GIVEN RECORDS =
__________________________________________________

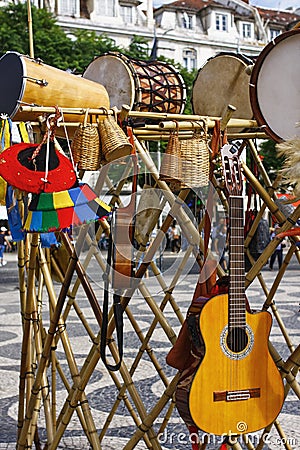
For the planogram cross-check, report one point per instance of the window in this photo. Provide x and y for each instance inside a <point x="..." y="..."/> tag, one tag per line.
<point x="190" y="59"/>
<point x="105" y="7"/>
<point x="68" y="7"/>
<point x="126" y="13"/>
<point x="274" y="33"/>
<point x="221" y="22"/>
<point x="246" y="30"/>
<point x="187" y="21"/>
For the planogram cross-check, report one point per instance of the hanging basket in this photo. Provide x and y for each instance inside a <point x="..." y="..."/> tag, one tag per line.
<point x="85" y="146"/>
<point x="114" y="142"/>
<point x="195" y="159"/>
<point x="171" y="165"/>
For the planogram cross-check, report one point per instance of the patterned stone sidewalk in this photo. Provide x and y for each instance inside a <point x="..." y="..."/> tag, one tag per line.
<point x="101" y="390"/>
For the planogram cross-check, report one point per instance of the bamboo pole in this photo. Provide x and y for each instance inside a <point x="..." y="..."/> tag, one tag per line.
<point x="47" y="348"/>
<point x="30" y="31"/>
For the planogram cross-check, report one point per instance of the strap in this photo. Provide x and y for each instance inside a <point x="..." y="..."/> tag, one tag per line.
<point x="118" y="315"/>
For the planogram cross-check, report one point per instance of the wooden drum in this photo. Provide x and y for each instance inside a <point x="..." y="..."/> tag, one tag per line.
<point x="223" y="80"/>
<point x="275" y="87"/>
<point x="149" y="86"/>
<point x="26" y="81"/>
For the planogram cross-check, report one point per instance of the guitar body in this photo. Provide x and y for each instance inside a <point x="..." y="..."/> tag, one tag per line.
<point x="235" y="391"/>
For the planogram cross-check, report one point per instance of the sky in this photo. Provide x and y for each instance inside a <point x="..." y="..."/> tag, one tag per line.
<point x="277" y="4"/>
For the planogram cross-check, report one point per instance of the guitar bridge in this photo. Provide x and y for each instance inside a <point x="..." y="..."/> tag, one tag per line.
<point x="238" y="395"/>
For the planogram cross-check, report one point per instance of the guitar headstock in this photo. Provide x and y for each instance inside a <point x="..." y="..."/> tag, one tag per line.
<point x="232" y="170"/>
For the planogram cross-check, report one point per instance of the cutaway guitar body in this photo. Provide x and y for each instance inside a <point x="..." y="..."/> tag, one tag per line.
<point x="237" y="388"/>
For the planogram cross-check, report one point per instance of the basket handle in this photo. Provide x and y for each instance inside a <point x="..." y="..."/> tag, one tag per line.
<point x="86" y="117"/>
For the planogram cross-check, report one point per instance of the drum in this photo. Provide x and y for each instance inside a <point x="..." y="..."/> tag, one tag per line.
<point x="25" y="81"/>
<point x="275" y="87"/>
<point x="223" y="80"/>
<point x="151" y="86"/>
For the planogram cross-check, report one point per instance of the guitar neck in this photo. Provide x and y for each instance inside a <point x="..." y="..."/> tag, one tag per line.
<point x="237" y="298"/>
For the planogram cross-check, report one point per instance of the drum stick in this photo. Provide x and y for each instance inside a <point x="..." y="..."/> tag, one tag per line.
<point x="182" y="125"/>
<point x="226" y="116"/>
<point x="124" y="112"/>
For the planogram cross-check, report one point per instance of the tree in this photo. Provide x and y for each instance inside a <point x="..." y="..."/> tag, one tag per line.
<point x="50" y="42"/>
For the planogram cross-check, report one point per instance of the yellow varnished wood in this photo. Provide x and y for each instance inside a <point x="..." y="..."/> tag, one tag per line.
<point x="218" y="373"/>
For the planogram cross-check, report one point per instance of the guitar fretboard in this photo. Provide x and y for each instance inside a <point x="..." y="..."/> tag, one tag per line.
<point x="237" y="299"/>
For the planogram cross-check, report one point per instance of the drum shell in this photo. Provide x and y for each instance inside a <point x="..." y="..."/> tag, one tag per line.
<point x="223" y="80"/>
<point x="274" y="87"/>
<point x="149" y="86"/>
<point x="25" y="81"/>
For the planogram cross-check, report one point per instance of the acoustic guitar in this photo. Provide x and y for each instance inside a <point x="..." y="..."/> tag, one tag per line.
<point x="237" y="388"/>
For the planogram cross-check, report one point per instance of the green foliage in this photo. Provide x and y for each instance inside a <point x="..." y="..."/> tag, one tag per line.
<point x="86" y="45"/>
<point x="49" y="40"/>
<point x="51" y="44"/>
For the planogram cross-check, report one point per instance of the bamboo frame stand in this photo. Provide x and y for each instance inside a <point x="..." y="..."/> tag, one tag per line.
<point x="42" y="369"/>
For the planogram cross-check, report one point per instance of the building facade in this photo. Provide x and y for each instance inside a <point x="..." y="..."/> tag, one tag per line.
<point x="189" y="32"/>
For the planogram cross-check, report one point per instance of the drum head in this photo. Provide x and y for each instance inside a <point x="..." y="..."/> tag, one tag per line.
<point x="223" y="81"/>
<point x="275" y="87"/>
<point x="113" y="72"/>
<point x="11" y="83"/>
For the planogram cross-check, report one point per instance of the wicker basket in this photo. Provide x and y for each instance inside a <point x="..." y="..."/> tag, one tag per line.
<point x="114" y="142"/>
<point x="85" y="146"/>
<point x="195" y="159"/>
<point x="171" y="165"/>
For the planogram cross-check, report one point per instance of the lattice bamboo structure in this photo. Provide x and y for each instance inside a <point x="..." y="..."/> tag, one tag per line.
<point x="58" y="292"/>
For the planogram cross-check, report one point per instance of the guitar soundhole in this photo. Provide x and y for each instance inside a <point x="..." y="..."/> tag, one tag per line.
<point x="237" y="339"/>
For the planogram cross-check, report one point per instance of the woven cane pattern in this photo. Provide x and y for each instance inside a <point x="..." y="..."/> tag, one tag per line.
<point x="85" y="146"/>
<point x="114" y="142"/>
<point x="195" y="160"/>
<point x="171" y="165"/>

__________________________________________________

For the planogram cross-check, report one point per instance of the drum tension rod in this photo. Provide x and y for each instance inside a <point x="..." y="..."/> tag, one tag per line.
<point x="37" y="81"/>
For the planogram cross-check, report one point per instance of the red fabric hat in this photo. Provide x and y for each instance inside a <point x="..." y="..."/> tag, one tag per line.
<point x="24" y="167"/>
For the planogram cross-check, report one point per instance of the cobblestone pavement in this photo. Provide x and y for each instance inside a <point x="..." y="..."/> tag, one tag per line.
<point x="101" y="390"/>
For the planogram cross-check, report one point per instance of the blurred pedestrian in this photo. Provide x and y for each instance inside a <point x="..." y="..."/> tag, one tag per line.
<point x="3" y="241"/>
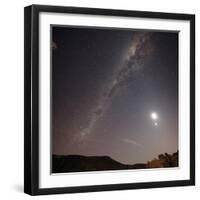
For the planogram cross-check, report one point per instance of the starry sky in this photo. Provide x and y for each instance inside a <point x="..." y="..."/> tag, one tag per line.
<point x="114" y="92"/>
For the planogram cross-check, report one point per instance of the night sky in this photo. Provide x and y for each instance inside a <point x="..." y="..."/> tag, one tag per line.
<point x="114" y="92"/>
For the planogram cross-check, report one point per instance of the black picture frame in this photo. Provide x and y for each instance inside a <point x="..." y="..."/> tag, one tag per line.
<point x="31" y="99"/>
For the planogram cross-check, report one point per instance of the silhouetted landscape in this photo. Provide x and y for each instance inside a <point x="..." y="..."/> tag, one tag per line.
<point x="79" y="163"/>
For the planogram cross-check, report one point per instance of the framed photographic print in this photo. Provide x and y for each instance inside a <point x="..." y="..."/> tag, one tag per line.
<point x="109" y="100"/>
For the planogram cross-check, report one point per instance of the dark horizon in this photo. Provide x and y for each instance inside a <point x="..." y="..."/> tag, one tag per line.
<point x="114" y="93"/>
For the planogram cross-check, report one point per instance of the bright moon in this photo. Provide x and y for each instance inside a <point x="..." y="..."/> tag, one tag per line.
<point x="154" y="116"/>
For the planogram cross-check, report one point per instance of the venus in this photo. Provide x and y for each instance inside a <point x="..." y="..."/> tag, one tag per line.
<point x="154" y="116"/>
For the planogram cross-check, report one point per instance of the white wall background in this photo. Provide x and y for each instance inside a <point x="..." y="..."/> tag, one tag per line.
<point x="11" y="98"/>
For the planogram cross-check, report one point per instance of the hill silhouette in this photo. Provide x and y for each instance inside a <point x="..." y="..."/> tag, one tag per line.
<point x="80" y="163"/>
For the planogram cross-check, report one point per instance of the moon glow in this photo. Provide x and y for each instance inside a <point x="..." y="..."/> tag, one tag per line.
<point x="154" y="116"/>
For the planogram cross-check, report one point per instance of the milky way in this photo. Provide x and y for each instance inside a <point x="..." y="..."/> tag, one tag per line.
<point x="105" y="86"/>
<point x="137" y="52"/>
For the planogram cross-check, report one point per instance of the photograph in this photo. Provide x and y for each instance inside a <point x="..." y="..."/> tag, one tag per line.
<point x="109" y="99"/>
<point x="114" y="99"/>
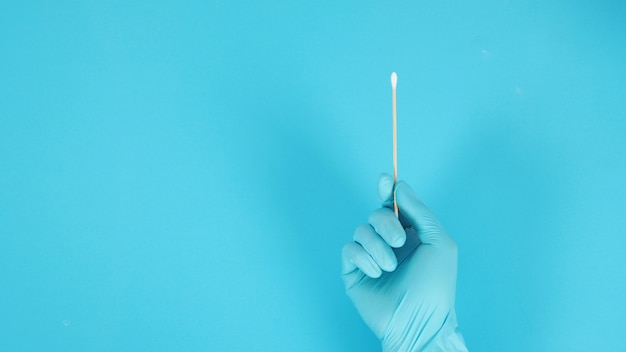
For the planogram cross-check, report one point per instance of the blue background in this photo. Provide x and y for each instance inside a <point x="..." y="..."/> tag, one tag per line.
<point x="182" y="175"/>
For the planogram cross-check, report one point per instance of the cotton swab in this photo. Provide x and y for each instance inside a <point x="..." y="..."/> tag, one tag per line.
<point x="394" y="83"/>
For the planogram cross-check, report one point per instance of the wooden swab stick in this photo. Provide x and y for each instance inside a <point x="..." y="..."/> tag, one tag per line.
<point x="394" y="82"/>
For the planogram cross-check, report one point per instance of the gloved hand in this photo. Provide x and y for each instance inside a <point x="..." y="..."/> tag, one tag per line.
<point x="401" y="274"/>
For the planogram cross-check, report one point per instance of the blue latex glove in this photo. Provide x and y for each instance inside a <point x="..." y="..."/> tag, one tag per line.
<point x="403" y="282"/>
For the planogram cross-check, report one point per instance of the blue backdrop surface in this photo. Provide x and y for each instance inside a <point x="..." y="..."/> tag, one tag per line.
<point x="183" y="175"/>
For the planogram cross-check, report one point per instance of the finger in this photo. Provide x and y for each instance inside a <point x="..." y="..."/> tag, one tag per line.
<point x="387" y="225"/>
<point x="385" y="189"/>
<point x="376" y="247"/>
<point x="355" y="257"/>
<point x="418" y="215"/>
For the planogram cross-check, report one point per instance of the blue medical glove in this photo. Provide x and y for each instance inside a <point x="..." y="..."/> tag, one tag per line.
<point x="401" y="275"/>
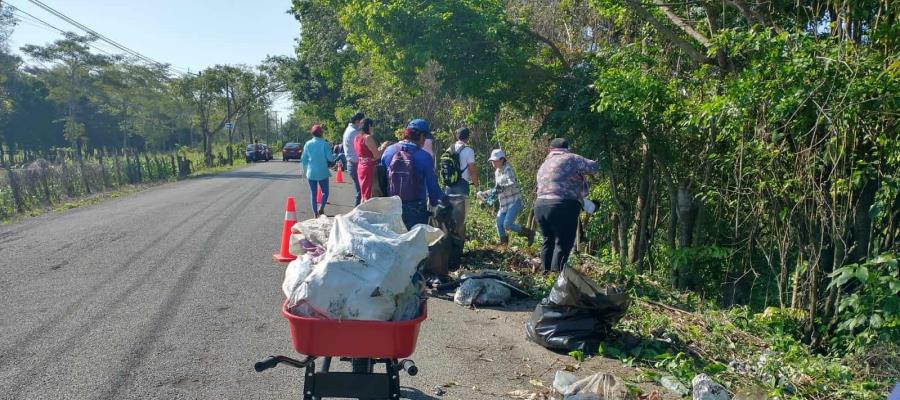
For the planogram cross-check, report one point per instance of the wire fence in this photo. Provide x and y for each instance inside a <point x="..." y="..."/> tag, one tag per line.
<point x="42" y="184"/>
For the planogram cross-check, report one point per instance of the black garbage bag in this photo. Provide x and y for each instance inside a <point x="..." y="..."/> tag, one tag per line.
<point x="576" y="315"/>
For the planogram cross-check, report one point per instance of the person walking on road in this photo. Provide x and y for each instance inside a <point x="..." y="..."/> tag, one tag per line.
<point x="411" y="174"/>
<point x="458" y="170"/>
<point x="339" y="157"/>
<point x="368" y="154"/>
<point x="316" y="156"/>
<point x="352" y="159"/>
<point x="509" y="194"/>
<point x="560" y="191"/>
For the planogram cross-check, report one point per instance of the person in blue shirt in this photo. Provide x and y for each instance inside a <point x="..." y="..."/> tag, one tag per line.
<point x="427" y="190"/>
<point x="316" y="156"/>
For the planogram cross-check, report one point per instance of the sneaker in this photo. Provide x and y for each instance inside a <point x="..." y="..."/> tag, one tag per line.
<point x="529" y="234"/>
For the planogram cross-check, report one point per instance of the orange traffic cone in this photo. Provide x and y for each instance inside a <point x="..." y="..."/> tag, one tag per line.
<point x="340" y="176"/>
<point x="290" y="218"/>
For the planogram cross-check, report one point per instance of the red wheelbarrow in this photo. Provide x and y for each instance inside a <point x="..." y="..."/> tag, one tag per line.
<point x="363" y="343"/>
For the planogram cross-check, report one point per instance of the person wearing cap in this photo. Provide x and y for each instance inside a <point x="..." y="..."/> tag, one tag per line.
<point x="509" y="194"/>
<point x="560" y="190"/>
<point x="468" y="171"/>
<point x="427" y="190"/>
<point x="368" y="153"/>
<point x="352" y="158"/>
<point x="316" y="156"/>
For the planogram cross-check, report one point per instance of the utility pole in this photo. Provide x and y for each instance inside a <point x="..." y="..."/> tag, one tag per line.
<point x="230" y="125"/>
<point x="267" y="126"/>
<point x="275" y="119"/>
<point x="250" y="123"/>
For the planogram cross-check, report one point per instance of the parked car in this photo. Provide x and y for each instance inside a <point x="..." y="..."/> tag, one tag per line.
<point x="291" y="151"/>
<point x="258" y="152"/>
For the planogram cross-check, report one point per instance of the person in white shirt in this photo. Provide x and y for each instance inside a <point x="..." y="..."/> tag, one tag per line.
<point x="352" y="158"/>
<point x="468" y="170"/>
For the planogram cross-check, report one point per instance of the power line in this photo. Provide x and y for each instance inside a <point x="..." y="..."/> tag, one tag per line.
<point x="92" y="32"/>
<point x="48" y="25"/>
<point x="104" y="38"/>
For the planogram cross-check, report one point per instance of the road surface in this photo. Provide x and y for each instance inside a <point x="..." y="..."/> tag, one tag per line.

__________________________________________________

WHAT THE EXERCISE ASKS =
List every line of the material above that contains the string "pole", treating uppercase and lowercase letters as different.

FINISHED EXERCISE =
For the planogram cross-check, report one point per instance of the bamboo pole in this photo. Provide x and y for each instance inside a <point x="..." y="..."/> tag, one tag per line.
For the planogram cross-check, report one point per instance of the utility pole in this photo. Provide x and y for each instance inside a <point x="..." y="..."/> tag, one tag per line.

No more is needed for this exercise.